Selected text -
Operators can limit the number of containers and Diego cell instances that Diego starts concurrently. If operators impose no limits, your file storage may experience exceptionally heavy load during an upgrade.

To prevent overload, Cloud Foundry provides two major throttle configurations:

  • The maximum number of starting containers that Diego can start in Cloud Foundry: This is a deployment-wide limit. The default value and ability to override this configuration depends on the version of Cloud Foundry deployed. For information about how to configure this setting, see the Setting a Maximum Number of Starting Containers topic.

  • The max_in_flight setting for the Diego cell job configured in the BOSH manifest: This configuration, expressed as a percentage or an integer, sets the maximum number of job instances that can be upgraded simultaneously. For example, if your deployment is running 10 Diego cell job instances and the configured max_in_flight value is 20%, then only 2 Diego cell job instances can start up at a single time.

    To retrieve or override the existing max_in_flight value in Ops Manager Director, use the Ops Manager API. See the Ops Manager API documentation.

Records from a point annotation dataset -
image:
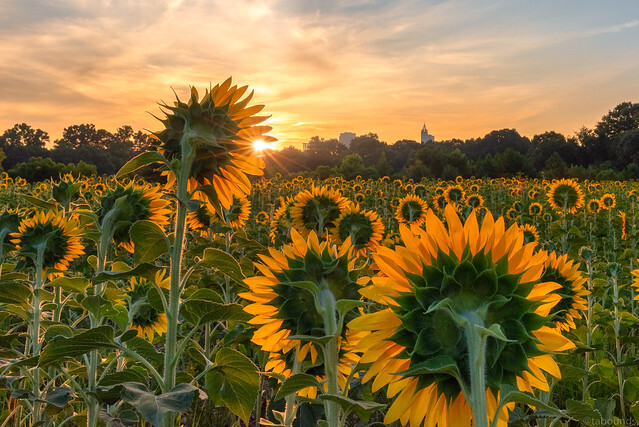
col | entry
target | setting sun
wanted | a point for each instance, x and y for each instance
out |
(260, 145)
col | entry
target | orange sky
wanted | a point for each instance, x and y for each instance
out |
(323, 67)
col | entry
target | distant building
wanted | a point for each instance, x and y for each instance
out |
(346, 138)
(426, 137)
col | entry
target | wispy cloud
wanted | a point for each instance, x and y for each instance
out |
(321, 67)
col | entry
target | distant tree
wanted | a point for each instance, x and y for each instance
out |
(369, 147)
(23, 135)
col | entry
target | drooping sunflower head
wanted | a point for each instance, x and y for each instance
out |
(238, 213)
(438, 278)
(454, 194)
(363, 227)
(475, 201)
(125, 205)
(145, 318)
(559, 269)
(535, 209)
(55, 237)
(221, 130)
(317, 209)
(565, 195)
(594, 205)
(411, 210)
(283, 307)
(531, 234)
(608, 201)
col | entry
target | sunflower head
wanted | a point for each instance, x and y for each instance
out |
(238, 213)
(565, 195)
(220, 130)
(436, 285)
(283, 300)
(317, 209)
(51, 235)
(411, 210)
(363, 227)
(559, 269)
(125, 205)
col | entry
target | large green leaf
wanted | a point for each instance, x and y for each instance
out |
(140, 161)
(240, 382)
(152, 407)
(149, 241)
(197, 311)
(295, 383)
(225, 263)
(66, 348)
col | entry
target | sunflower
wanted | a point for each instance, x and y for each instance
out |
(475, 201)
(57, 237)
(261, 218)
(559, 269)
(238, 213)
(535, 209)
(454, 194)
(624, 225)
(201, 220)
(565, 195)
(281, 308)
(317, 209)
(608, 201)
(222, 129)
(145, 318)
(485, 275)
(594, 205)
(411, 210)
(363, 227)
(531, 235)
(138, 203)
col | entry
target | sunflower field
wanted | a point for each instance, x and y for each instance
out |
(222, 298)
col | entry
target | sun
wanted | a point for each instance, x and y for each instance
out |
(261, 145)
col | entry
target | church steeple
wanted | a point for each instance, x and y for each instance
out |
(426, 137)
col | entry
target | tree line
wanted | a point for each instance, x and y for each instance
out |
(610, 150)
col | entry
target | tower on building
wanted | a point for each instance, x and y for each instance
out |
(426, 137)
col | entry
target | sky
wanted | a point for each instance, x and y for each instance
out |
(322, 67)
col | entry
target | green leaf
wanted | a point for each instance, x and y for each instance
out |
(14, 293)
(145, 270)
(240, 385)
(139, 161)
(197, 311)
(153, 407)
(225, 263)
(295, 383)
(76, 285)
(66, 348)
(58, 396)
(149, 241)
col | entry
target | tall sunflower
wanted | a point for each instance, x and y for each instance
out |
(57, 237)
(438, 287)
(317, 209)
(411, 210)
(363, 227)
(223, 129)
(127, 204)
(565, 195)
(559, 269)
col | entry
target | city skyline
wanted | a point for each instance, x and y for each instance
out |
(322, 68)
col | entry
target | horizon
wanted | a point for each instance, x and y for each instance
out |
(322, 68)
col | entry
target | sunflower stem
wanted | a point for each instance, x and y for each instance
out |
(476, 343)
(182, 193)
(331, 353)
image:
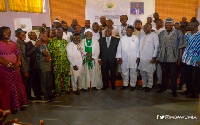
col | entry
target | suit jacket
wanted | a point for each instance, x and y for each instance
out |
(30, 52)
(108, 54)
(25, 60)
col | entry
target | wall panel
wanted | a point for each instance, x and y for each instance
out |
(70, 9)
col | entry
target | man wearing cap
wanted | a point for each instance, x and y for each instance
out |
(156, 17)
(150, 20)
(128, 56)
(138, 27)
(21, 37)
(96, 33)
(73, 26)
(92, 72)
(137, 10)
(66, 34)
(159, 28)
(34, 78)
(110, 26)
(103, 23)
(171, 46)
(56, 47)
(191, 60)
(75, 57)
(177, 25)
(149, 43)
(108, 62)
(87, 26)
(122, 28)
(56, 24)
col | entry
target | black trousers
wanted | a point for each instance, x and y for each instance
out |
(34, 79)
(27, 85)
(192, 78)
(105, 68)
(46, 83)
(166, 67)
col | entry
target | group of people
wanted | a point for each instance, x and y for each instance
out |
(90, 57)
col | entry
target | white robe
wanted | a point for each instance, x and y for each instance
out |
(93, 75)
(158, 31)
(67, 36)
(128, 50)
(95, 36)
(75, 58)
(148, 49)
(120, 28)
(114, 32)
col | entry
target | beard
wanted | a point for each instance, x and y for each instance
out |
(64, 29)
(88, 38)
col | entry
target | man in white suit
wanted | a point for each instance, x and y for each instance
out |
(128, 57)
(92, 72)
(75, 57)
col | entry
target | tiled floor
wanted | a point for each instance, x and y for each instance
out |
(111, 107)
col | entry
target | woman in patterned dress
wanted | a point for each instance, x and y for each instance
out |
(12, 91)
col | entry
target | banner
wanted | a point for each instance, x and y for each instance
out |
(112, 9)
(25, 24)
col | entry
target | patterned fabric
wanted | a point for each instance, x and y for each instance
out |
(80, 50)
(25, 60)
(88, 49)
(13, 94)
(41, 60)
(61, 63)
(170, 45)
(191, 55)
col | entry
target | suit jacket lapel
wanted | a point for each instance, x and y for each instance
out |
(111, 42)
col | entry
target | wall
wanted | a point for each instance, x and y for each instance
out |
(37, 18)
(177, 9)
(70, 9)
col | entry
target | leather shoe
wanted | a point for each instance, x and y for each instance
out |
(185, 92)
(113, 88)
(147, 89)
(161, 90)
(104, 88)
(124, 87)
(77, 92)
(132, 88)
(174, 94)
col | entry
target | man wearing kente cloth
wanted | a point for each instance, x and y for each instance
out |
(92, 71)
(56, 47)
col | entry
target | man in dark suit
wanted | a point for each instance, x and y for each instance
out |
(34, 80)
(108, 49)
(87, 26)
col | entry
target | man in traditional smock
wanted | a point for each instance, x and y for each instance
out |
(149, 43)
(56, 47)
(75, 57)
(92, 71)
(128, 57)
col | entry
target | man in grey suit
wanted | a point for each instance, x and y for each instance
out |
(108, 49)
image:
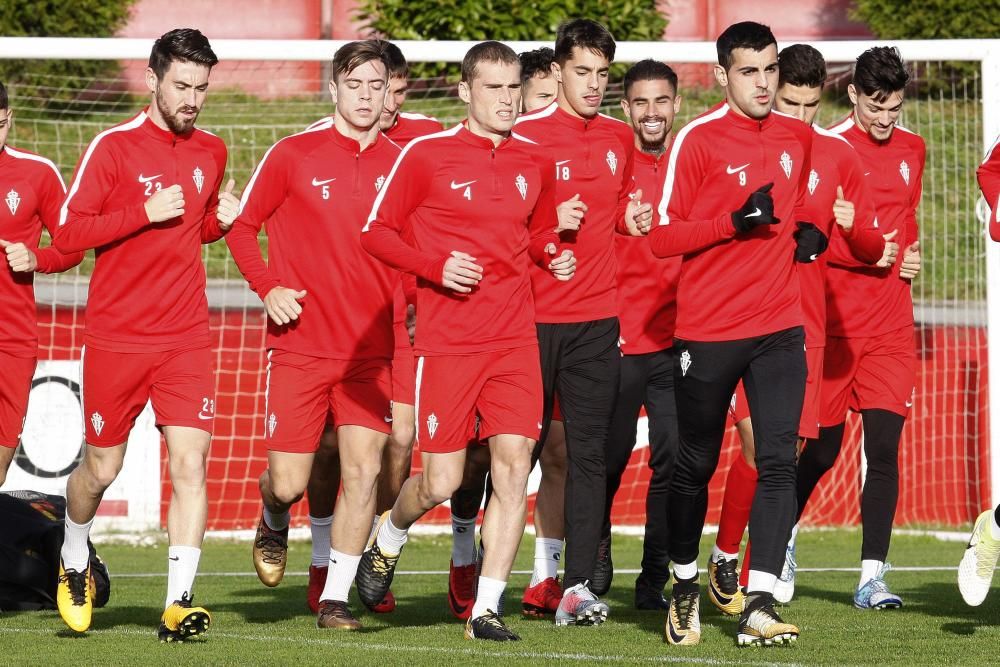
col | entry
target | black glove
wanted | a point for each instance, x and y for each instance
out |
(758, 210)
(809, 242)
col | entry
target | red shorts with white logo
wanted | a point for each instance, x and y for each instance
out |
(876, 372)
(302, 391)
(502, 388)
(117, 385)
(15, 385)
(403, 368)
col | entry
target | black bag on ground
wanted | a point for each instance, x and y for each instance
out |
(31, 536)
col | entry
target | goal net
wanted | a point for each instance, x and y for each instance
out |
(945, 465)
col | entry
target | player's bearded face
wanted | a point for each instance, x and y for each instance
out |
(651, 107)
(583, 79)
(180, 95)
(751, 81)
(494, 97)
(877, 118)
(394, 99)
(360, 94)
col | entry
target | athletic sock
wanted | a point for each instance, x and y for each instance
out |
(182, 566)
(340, 576)
(463, 541)
(488, 596)
(869, 570)
(741, 484)
(390, 539)
(276, 522)
(75, 552)
(761, 582)
(320, 529)
(548, 552)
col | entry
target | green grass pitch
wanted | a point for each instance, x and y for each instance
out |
(261, 626)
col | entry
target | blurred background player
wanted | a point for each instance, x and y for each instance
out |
(836, 181)
(330, 337)
(324, 479)
(146, 196)
(647, 309)
(870, 360)
(577, 322)
(733, 192)
(477, 356)
(34, 192)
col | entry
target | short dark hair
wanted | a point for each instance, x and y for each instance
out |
(801, 65)
(354, 54)
(879, 72)
(649, 70)
(491, 52)
(585, 34)
(535, 62)
(745, 35)
(183, 45)
(394, 61)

Requirements -
a) Based on the passage on Diego throttle settings, say whether each statement agrees with it. Answer yes or no for each, and quote the deciding words. (i) The limit on starting containers applies across the whole deployment. (ii) The max_in_flight setting can be given only as a percentage. (iii) The Ops Manager API can be used to retrieve the existing max_in_flight value.
b) In the passage on Diego throttle settings, write out the part that opens with the words containing "Operators can limit" and closes with "Starting Containers topic.".

Solutions by task -
a)
(i) Yes: "This is a deployment-wide limit."
(ii) No: "expressed as a percentage or an integer"
(iii) Yes: "To retrieve or override the existing max_in_flight value in Ops Manager Director, use the Ops Manager API."

b)
Operators can limit the number of containers and Diego cell instances that Diego starts concurrently. If operators impose no limits, your file storage may experience exceptionally heavy load during an upgrade.

To prevent overload, Cloud Foundry provides two major throttle configurations:

  • The maximum number of starting containers that Diego can start in Cloud Foundry: This is a deployment-wide limit. The default value and ability to override this configuration depends on the version of Cloud Foundry deployed. For information about how to configure this setting, see the Setting a Maximum Number of Starting Containers topic.